### Information
+---+

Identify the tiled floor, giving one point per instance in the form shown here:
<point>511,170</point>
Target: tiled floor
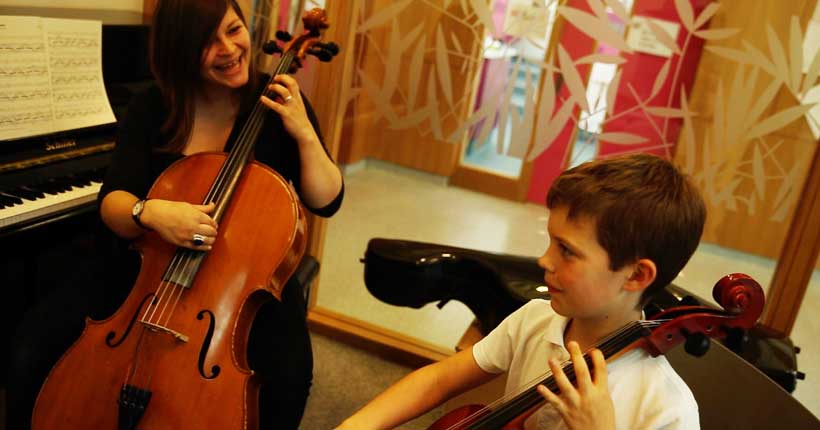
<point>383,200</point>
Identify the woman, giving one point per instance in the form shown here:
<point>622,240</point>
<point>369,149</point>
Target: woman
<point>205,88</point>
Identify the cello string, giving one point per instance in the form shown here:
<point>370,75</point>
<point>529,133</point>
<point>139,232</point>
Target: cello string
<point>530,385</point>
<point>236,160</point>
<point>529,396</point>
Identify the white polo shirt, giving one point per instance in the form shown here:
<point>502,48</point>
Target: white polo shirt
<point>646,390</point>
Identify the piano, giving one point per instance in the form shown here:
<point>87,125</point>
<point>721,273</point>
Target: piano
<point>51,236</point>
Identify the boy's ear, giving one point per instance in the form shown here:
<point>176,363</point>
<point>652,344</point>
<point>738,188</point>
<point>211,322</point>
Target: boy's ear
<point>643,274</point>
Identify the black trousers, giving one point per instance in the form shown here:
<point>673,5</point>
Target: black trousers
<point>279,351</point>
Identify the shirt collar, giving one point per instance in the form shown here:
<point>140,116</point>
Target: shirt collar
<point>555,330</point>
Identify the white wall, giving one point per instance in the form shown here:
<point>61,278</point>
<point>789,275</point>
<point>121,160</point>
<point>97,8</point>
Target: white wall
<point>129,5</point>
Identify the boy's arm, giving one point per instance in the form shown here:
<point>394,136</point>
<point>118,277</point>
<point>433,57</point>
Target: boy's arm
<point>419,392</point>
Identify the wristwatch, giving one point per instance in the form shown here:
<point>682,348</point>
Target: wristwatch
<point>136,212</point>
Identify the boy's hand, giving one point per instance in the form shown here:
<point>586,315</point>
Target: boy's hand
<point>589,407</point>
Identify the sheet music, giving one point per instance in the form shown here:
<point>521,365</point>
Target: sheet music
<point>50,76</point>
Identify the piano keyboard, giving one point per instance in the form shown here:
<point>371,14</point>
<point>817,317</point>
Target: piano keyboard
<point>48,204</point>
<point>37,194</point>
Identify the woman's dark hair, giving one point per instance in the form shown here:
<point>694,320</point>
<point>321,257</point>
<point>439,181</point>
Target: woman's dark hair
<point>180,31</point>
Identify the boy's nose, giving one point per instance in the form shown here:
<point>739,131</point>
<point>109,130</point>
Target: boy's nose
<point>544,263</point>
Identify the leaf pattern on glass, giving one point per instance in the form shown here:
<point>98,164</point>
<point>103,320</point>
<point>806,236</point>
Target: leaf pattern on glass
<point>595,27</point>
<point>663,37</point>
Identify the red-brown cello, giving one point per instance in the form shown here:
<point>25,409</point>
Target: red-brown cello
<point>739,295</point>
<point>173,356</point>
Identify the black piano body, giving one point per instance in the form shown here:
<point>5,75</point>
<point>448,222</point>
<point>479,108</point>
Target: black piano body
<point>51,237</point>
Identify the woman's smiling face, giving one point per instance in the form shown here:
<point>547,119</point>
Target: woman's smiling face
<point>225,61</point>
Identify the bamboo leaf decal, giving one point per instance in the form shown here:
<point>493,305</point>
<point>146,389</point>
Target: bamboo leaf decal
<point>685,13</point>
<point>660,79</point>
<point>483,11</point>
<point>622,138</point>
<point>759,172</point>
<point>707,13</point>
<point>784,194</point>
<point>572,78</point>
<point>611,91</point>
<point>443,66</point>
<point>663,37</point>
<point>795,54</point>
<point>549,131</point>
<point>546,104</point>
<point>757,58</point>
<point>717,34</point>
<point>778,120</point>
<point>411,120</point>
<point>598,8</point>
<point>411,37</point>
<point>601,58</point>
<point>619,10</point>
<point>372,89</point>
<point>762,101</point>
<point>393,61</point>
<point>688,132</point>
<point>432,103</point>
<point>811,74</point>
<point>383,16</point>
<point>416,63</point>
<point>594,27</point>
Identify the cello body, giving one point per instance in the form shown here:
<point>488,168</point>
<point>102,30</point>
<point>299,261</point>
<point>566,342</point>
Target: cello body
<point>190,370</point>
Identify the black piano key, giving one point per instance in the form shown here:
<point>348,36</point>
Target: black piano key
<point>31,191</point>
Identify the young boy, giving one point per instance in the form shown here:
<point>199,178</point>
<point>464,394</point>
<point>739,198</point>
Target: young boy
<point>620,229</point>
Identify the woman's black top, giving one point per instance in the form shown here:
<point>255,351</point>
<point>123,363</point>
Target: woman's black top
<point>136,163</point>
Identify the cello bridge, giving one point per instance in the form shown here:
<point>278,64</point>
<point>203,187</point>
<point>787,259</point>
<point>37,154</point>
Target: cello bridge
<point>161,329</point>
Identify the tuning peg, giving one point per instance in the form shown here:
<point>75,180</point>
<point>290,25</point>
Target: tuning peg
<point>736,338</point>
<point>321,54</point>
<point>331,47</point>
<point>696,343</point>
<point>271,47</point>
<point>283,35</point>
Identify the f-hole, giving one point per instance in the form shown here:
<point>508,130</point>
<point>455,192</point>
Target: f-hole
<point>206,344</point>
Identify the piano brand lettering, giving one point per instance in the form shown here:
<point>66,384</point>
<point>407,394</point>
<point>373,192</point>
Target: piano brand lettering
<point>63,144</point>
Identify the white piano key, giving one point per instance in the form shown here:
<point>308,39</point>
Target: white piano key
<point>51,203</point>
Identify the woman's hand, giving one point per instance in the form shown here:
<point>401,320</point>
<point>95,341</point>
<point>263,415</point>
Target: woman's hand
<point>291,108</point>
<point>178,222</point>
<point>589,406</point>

+---+

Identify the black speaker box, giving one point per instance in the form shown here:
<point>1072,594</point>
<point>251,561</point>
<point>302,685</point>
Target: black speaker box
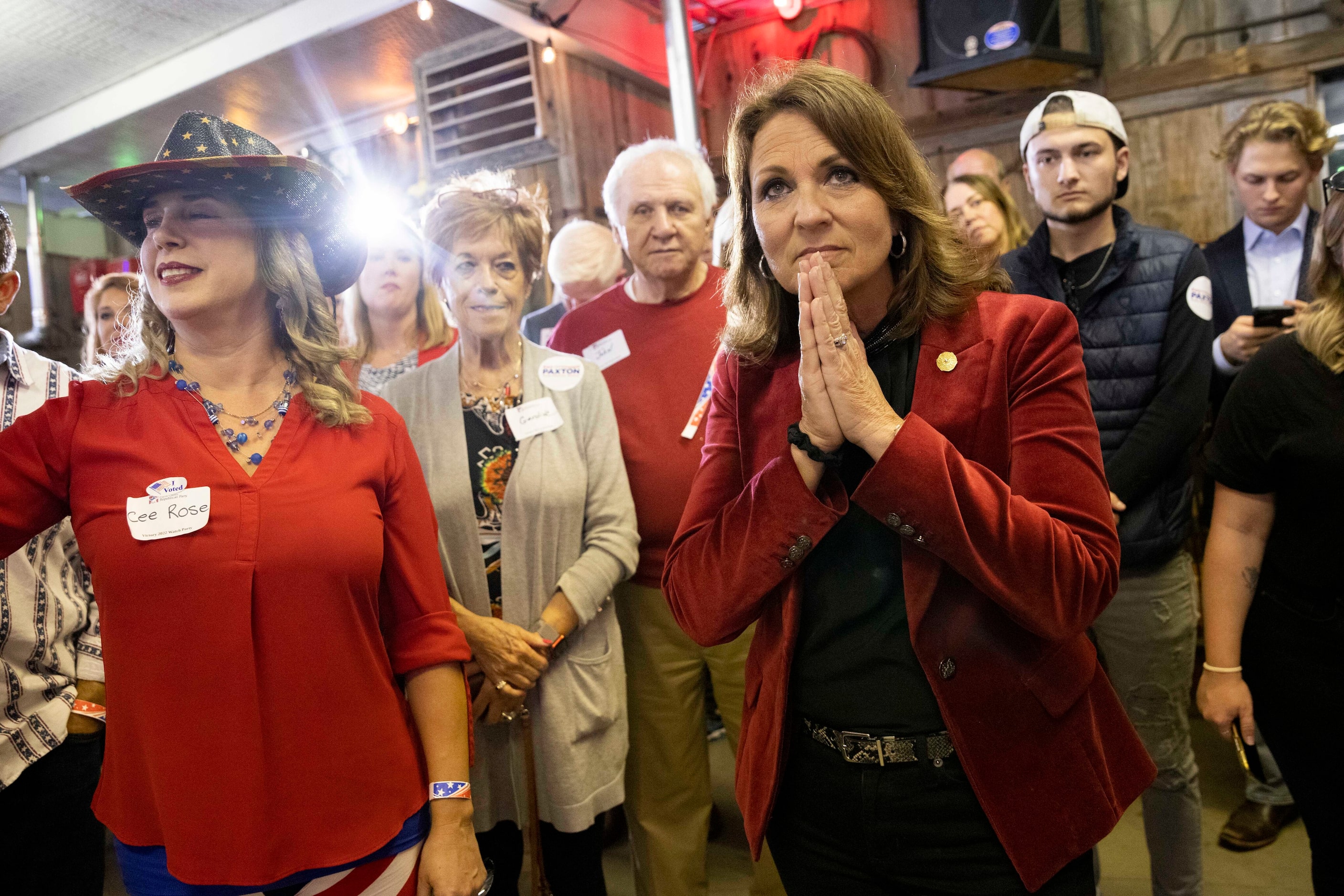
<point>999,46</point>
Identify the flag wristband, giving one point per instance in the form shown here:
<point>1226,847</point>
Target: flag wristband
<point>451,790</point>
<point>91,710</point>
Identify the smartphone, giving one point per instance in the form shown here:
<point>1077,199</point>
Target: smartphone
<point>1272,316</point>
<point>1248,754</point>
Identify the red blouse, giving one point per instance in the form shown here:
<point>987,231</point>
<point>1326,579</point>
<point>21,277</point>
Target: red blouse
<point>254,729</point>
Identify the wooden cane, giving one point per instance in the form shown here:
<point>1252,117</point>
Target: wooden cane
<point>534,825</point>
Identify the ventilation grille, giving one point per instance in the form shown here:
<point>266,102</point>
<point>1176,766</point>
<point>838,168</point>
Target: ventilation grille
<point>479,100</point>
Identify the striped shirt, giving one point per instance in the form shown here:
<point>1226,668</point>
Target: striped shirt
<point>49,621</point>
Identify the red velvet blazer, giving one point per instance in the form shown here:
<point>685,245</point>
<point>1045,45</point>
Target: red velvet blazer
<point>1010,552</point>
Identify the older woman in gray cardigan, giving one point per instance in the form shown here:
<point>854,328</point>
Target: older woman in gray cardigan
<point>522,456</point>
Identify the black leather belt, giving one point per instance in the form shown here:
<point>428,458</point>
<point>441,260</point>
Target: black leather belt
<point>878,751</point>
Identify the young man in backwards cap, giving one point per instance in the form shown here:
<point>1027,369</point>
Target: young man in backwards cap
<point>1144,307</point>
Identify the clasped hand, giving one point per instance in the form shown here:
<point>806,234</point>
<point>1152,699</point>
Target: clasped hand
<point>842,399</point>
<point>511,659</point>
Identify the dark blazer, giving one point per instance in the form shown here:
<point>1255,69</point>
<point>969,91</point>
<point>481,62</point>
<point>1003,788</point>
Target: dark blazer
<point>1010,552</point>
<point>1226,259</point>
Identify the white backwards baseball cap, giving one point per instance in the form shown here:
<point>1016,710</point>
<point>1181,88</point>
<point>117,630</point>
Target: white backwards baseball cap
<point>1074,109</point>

+---+

### Task item
Above is a listing; print exactly its lines from the one with "<point>118,277</point>" through the one with "<point>817,317</point>", and no other lines.

### Exercise result
<point>118,277</point>
<point>433,57</point>
Target: boy's arm
<point>419,392</point>
Identify the wristwatch, giving one point per instance in the form shown here:
<point>682,348</point>
Target: wristwatch
<point>136,212</point>
Identify the boy's hand, giving one point per instance in the form shown here:
<point>586,315</point>
Target: boy's hand
<point>589,407</point>
Identify the sheet music, giving one point per instance in the form shown here:
<point>521,365</point>
Target: sheet music
<point>50,76</point>
Identify the piano keyboard, giving one point per instance in the form shown here:
<point>371,14</point>
<point>817,317</point>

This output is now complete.